• Goal of the exercise:
Copy every entry exactly as it reads and exclude whatever pictures appear.

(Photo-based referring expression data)

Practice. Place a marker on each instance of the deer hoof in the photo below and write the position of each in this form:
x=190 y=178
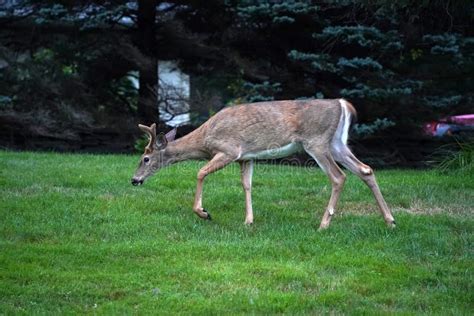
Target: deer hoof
x=209 y=218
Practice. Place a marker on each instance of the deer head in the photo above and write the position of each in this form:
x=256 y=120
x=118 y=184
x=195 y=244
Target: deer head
x=154 y=157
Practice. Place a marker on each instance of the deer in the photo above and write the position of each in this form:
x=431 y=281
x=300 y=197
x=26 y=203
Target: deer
x=265 y=130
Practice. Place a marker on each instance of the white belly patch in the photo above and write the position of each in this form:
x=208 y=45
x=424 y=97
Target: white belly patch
x=273 y=152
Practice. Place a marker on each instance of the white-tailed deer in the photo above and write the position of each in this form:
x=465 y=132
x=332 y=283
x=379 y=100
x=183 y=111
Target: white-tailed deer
x=245 y=132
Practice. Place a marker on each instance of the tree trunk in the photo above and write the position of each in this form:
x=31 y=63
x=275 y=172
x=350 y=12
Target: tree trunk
x=148 y=78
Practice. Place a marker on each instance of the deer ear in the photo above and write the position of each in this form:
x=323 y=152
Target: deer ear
x=161 y=141
x=171 y=135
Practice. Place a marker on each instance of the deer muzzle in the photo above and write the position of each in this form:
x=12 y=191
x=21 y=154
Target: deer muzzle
x=137 y=181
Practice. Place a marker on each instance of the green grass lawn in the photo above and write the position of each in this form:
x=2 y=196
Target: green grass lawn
x=75 y=236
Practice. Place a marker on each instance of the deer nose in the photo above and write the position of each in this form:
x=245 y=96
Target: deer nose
x=136 y=181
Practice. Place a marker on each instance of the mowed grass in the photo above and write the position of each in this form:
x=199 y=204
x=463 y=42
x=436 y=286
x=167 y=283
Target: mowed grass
x=75 y=236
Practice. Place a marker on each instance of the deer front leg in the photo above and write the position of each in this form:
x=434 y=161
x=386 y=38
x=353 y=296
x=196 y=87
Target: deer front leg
x=335 y=175
x=219 y=161
x=246 y=168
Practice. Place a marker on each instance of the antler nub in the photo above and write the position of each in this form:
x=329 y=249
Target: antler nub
x=151 y=131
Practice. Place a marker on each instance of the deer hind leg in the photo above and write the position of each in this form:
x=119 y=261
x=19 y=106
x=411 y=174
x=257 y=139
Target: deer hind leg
x=219 y=161
x=246 y=168
x=336 y=176
x=344 y=156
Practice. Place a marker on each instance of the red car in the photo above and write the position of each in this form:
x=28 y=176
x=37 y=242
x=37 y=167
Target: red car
x=450 y=125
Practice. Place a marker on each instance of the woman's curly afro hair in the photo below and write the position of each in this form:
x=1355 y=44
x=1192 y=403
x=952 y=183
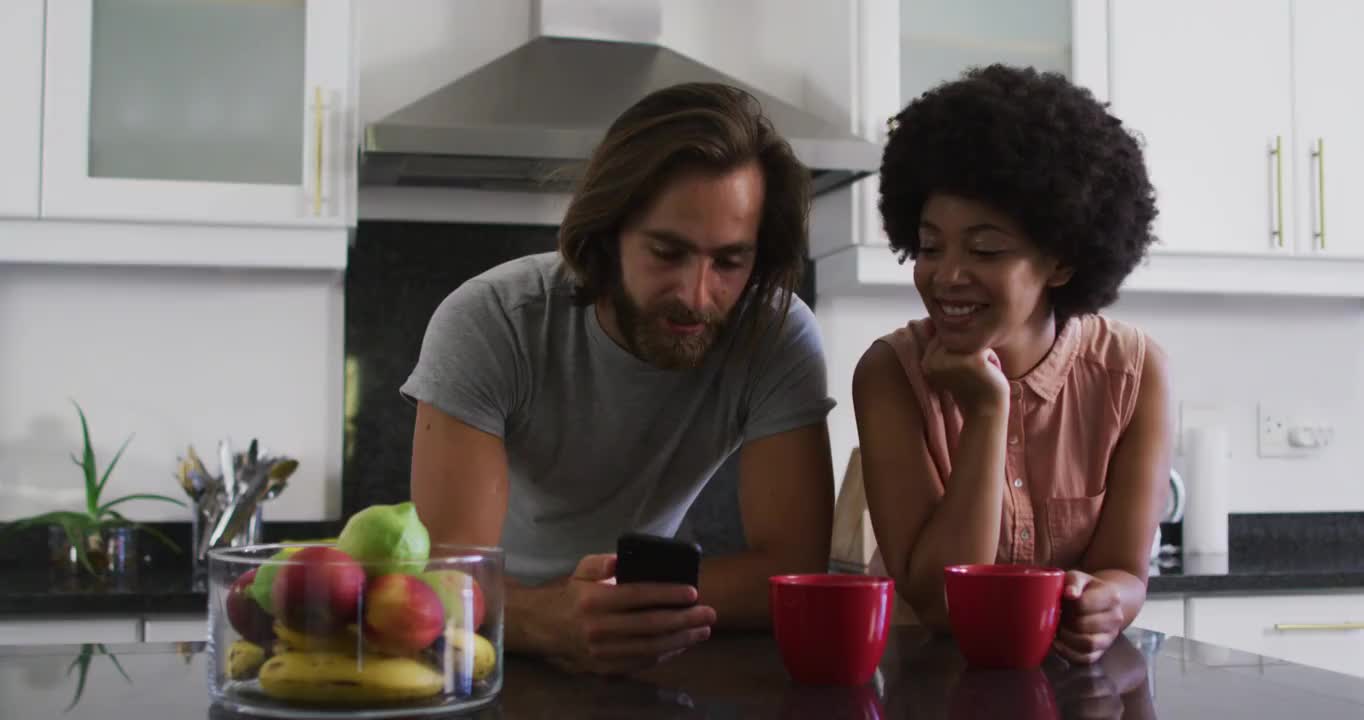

• Answer to the exercise:
Practice. Place a marker on each instance of the deer hoof in the photo below and write the position of each in this form:
x=190 y=178
Target: deer hoof
x=209 y=218
Practice. Place a marker on each instance of the deer head in the photo above and write the position of each in this form:
x=256 y=120
x=118 y=184
x=195 y=244
Target: deer head
x=154 y=157
Practice. Place a marker on each instance of the deer in the photo above and write the position of each in this form:
x=431 y=281
x=300 y=197
x=26 y=203
Target: deer
x=265 y=130
Practice. Place a marker on each instance of the white belly patch in the photo above and write the position of each in this form:
x=208 y=45
x=424 y=97
Target: white belly patch
x=273 y=152
Practice. Place a marker on each instance of the white-tailed deer in the photo above and write the position of each in this form:
x=465 y=132
x=332 y=283
x=379 y=100
x=183 y=111
Target: white-tailed deer
x=245 y=132
Practice. Place a marker on each instance of the tree trunk in the photo above and write the position of each in this form:
x=31 y=63
x=275 y=172
x=350 y=12
Target: tree trunk
x=148 y=78
Practice. Place a marker on each instance of the deer ear in the photo above and write the position of each in this form:
x=323 y=152
Target: deer ear
x=161 y=141
x=171 y=135
Practice. Place a marker on each instance of the deer muzzle in the photo above and write the position of each in this form:
x=12 y=191
x=21 y=154
Target: deer muzzle
x=137 y=181
Practice. Place a marker on each instance of the green grass lawn in the photo above and write the position of each in this form:
x=2 y=196
Target: green grass lawn
x=75 y=236
Practice. Place a marker on each instance of the deer nose in the photo above and write the position of each in this form:
x=245 y=96
Target: deer nose
x=136 y=181
Practice. Place a marker on each instance of the mowed grass in the photo above and write the position of each in this form:
x=199 y=204
x=463 y=42
x=436 y=286
x=167 y=283
Target: mowed grass
x=75 y=236
Practice. Place a marker on each instance of the deer front leg in the photo above and write the position of each in this form:
x=434 y=161
x=386 y=38
x=353 y=296
x=196 y=87
Target: deer front leg
x=335 y=175
x=219 y=161
x=246 y=168
Practice. Place a marker on each instance of the antler nub in the photo above and write the position of each in this form:
x=329 y=249
Target: antler nub
x=151 y=131
Practice. Place a marker on each instance of the deer hind leg in the photo above and write the position of each in this form:
x=119 y=261
x=19 y=106
x=411 y=174
x=257 y=139
Target: deer hind leg
x=219 y=161
x=246 y=168
x=336 y=176
x=344 y=156
Practice. Place a marker on each instance of the red car in the photo above and write the position of each in this form:
x=28 y=176
x=37 y=242
x=37 y=167
Target: red car
x=450 y=125
Practice. Place a marker on each instance of the woman's curly afro hair in the photo below and write the position of each in this form:
x=1355 y=44
x=1192 y=403
x=952 y=183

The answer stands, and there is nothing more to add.